- [WHAT THE TASK REQUIRES]
Return the first line of the listing below and all the lines after it through the one containing "Please segment every instance of the boy's hand", exactly, without pictures.

- [INPUT]
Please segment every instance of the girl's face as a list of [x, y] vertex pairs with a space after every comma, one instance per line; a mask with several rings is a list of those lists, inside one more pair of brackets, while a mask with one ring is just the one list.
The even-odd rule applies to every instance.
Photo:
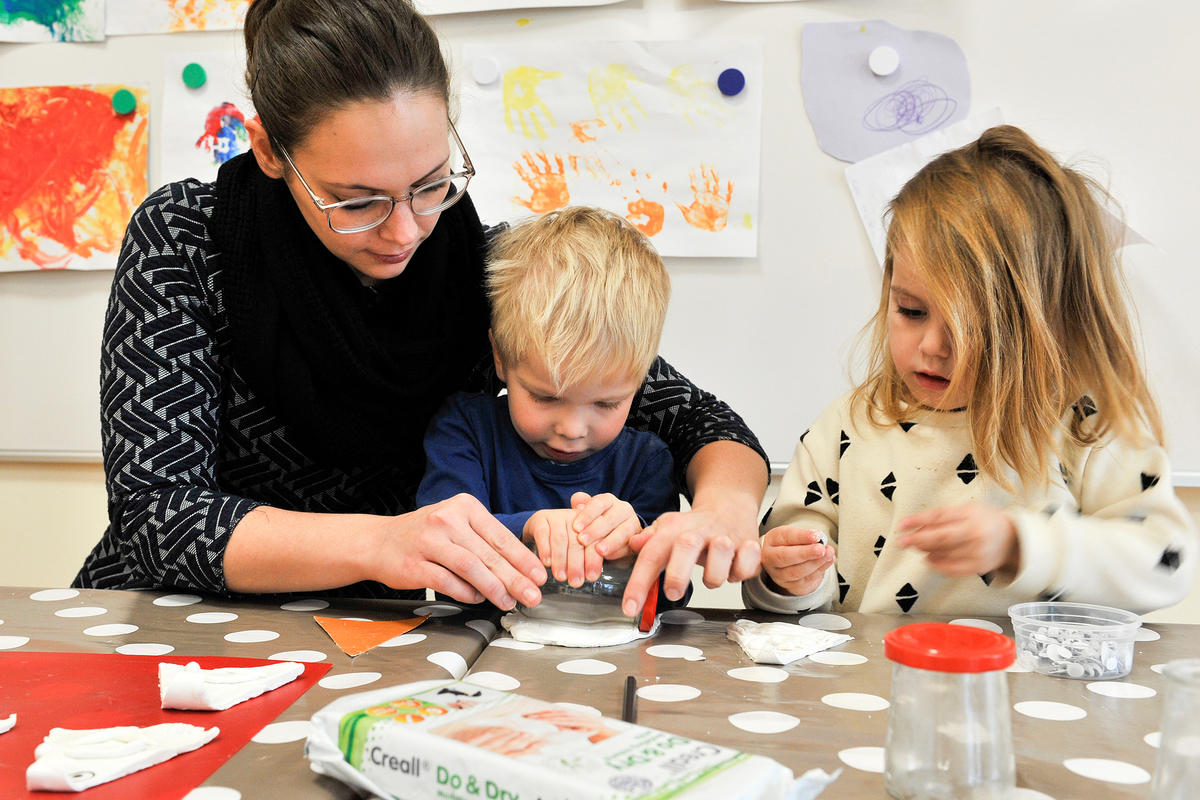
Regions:
[[[447, 125], [446, 104], [438, 95], [397, 93], [386, 102], [360, 100], [331, 111], [288, 155], [326, 203], [370, 195], [403, 197], [453, 171]], [[440, 214], [417, 216], [408, 203], [396, 203], [378, 227], [360, 233], [333, 231], [296, 173], [271, 151], [261, 125], [254, 125], [257, 131], [247, 128], [263, 171], [284, 178], [317, 238], [363, 283], [402, 273], [437, 225]]]
[[918, 403], [950, 410], [966, 405], [966, 387], [947, 394], [955, 355], [950, 329], [929, 301], [925, 281], [903, 250], [892, 257], [888, 297], [888, 345], [896, 372]]

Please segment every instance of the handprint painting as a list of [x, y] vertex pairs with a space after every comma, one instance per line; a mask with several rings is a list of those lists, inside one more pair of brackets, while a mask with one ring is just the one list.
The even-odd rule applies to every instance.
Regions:
[[98, 42], [105, 0], [4, 0], [0, 42]]
[[0, 89], [0, 270], [112, 269], [146, 196], [149, 93], [122, 86]]
[[[466, 73], [496, 76], [467, 78], [460, 93], [486, 222], [592, 205], [663, 255], [756, 255], [760, 44], [489, 44], [467, 46], [463, 61]], [[746, 86], [726, 97], [717, 76], [731, 67]]]

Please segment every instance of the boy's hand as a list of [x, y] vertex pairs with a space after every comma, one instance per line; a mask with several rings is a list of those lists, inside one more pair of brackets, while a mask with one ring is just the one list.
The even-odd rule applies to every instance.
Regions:
[[[595, 545], [596, 554], [604, 559], [621, 558], [633, 552], [629, 539], [641, 532], [642, 523], [629, 503], [608, 493], [593, 496], [576, 492], [571, 495], [571, 508], [576, 512], [572, 527], [580, 545]], [[599, 575], [597, 571], [596, 577]]]
[[571, 524], [577, 512], [573, 508], [547, 508], [536, 512], [525, 523], [522, 538], [533, 540], [538, 558], [557, 581], [581, 586], [585, 579], [600, 577], [604, 559], [595, 547], [584, 547]]
[[943, 575], [1017, 570], [1017, 527], [998, 508], [979, 503], [935, 508], [905, 517], [897, 529], [905, 534], [899, 545], [924, 550], [929, 565]]
[[835, 555], [821, 534], [795, 525], [772, 528], [762, 540], [763, 569], [779, 588], [793, 595], [815, 592]]

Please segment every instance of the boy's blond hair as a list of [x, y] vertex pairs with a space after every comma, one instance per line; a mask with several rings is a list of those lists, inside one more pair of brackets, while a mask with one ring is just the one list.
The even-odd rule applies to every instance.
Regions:
[[658, 352], [671, 279], [633, 225], [575, 206], [500, 234], [487, 290], [500, 361], [537, 359], [562, 391], [592, 377], [645, 375]]
[[[872, 417], [901, 420], [911, 403], [888, 348], [897, 251], [944, 315], [957, 358], [948, 392], [966, 387], [974, 457], [1002, 485], [1007, 465], [1044, 483], [1066, 433], [1083, 445], [1148, 430], [1162, 441], [1130, 321], [1104, 191], [1060, 165], [1024, 131], [991, 128], [944, 153], [890, 205], [871, 367], [855, 390]], [[1081, 403], [1087, 395], [1094, 406]]]

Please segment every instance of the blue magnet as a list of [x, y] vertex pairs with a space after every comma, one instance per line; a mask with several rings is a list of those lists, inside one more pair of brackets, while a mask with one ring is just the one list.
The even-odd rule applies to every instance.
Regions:
[[717, 76], [717, 88], [726, 97], [733, 97], [746, 88], [746, 76], [740, 69], [730, 67]]

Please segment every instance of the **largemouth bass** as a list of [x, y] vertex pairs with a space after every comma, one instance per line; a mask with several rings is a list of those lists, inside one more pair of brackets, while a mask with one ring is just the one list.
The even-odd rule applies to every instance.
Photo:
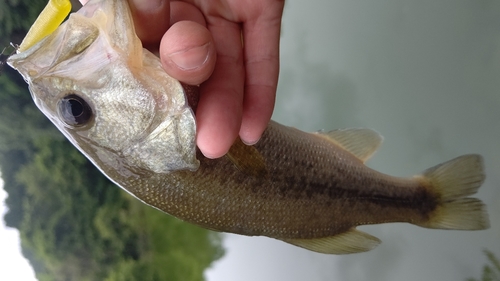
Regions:
[[187, 222], [332, 254], [380, 243], [358, 225], [489, 226], [484, 204], [469, 197], [485, 177], [479, 155], [397, 178], [364, 165], [382, 141], [374, 131], [305, 133], [271, 121], [257, 144], [237, 140], [226, 156], [205, 158], [195, 144], [195, 88], [142, 48], [127, 1], [91, 0], [8, 63], [111, 181]]

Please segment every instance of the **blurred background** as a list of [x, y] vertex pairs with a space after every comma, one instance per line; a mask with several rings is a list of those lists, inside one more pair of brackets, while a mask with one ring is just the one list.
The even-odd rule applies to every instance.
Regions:
[[[0, 46], [20, 42], [45, 3], [0, 2]], [[10, 228], [0, 230], [0, 279], [9, 269], [34, 278], [15, 228], [38, 280], [500, 280], [499, 77], [498, 1], [287, 0], [273, 119], [305, 131], [374, 129], [385, 141], [368, 165], [395, 176], [467, 153], [485, 160], [477, 197], [490, 229], [363, 226], [383, 243], [329, 256], [212, 233], [136, 202], [67, 144], [6, 68], [0, 167]]]

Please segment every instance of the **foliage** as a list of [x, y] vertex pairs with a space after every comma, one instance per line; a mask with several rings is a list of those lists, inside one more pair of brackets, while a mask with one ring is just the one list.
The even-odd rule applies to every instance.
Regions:
[[[0, 46], [10, 41], [21, 43], [33, 20], [47, 4], [47, 0], [2, 0], [0, 1]], [[8, 36], [7, 36], [8, 35]]]
[[500, 261], [491, 251], [485, 249], [484, 254], [491, 265], [487, 264], [483, 267], [481, 279], [468, 278], [467, 281], [500, 281]]
[[[0, 1], [0, 43], [19, 43], [45, 4]], [[223, 254], [217, 234], [142, 204], [102, 176], [8, 67], [0, 76], [0, 169], [4, 220], [19, 229], [40, 281], [203, 280]]]

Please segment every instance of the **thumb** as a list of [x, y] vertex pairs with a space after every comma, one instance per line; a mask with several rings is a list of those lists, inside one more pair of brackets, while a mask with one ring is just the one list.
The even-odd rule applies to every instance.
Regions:
[[212, 35], [194, 21], [176, 22], [161, 40], [160, 58], [170, 76], [190, 85], [199, 85], [210, 77], [215, 67]]

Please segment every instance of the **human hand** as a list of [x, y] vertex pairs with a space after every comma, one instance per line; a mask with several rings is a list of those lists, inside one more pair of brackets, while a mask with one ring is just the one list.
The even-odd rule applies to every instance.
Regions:
[[159, 44], [165, 71], [200, 85], [201, 152], [221, 157], [238, 134], [243, 142], [256, 143], [274, 108], [284, 0], [129, 3], [137, 35], [145, 47]]

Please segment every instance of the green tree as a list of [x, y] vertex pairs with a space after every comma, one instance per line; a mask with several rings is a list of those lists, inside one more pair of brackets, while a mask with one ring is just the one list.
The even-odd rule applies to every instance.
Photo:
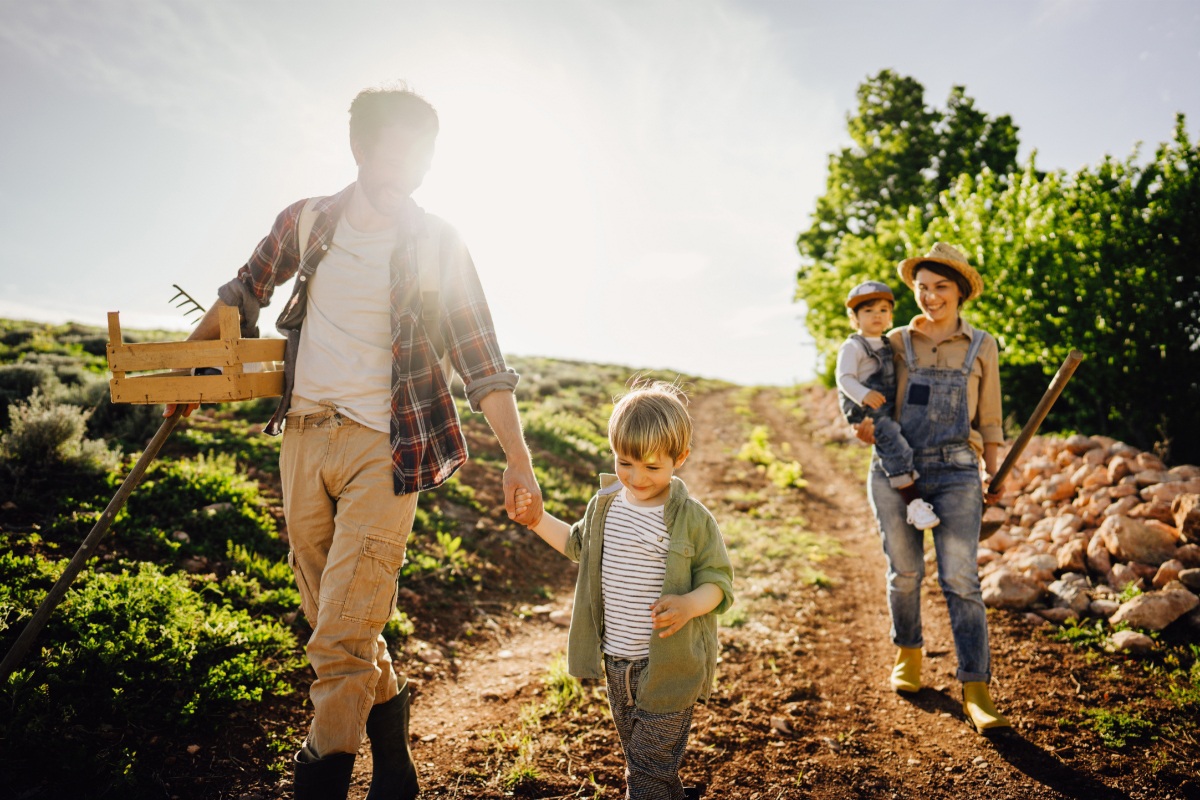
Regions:
[[[883, 70], [858, 88], [847, 125], [853, 145], [829, 158], [825, 194], [797, 239], [802, 265], [796, 298], [807, 306], [809, 332], [832, 368], [831, 345], [849, 332], [842, 303], [855, 283], [896, 282], [908, 250], [900, 235], [916, 214], [922, 226], [939, 211], [939, 195], [959, 176], [984, 169], [1007, 176], [1016, 166], [1017, 127], [989, 117], [962, 86], [945, 109], [926, 106], [913, 78]], [[910, 306], [897, 309], [897, 318]]]

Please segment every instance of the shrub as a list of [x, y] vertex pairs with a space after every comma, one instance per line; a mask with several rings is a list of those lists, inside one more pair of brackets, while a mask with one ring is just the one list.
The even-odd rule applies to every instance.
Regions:
[[104, 472], [116, 466], [119, 453], [104, 442], [84, 439], [90, 412], [54, 402], [35, 389], [10, 410], [9, 430], [0, 439], [0, 458], [27, 472], [49, 472], [67, 466]]
[[220, 558], [228, 542], [254, 551], [281, 549], [275, 519], [258, 484], [238, 471], [228, 454], [156, 462], [113, 526], [117, 535], [143, 530], [184, 530], [180, 552]]
[[[50, 568], [0, 559], [0, 602], [27, 603]], [[0, 685], [0, 772], [53, 768], [56, 784], [150, 785], [160, 768], [109, 730], [220, 724], [229, 711], [287, 694], [301, 666], [292, 633], [273, 620], [208, 603], [194, 579], [152, 564], [85, 572], [23, 668]], [[7, 762], [7, 763], [4, 763]]]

- [ANSWER SECTION]
Please segment every instance of the girl's face as a list of [x, y] vertex pairs with a space after every comma, one instance per line; a mask with several rings is a list of those lists, inside one more pair of brackets, while a mask with one ring is just the one list.
The even-odd rule applies to every instance.
Photo:
Regions:
[[[447, 125], [446, 104], [438, 95], [397, 93], [386, 102], [360, 100], [331, 111], [288, 155], [326, 203], [370, 195], [403, 197], [453, 171]], [[440, 214], [417, 216], [408, 203], [396, 203], [378, 227], [360, 233], [333, 231], [296, 173], [271, 151], [261, 125], [254, 125], [257, 131], [247, 128], [263, 171], [284, 178], [317, 238], [363, 283], [402, 273], [437, 225]]]
[[918, 403], [950, 410], [966, 405], [966, 387], [947, 394], [955, 355], [950, 329], [929, 301], [925, 281], [903, 250], [892, 257], [888, 297], [888, 345], [896, 372]]

Please segment every instance of the handprint painting as a list of [x, y] vertex pairs with a space after every comma, one instance per line; a mask with several rings is a list of those lists, inside one more pair of brackets, while a mask with one ring is just the one list.
The even-odd rule applies to every instance.
Regions:
[[98, 42], [105, 0], [4, 0], [0, 42]]
[[0, 89], [0, 270], [112, 269], [146, 196], [149, 93], [122, 86]]
[[[466, 73], [496, 76], [467, 78], [460, 93], [486, 222], [592, 205], [663, 255], [756, 255], [760, 44], [489, 44], [467, 46], [463, 61]], [[746, 86], [726, 97], [717, 76], [731, 67]]]

Please segment every instance of the boy's hand as a list of [x, y] vertex pairs with a space after every comma, one instance per line; a mask with several rings is a list of those lists, inside one more pair of brackets, while a mask with one ring is just the one list.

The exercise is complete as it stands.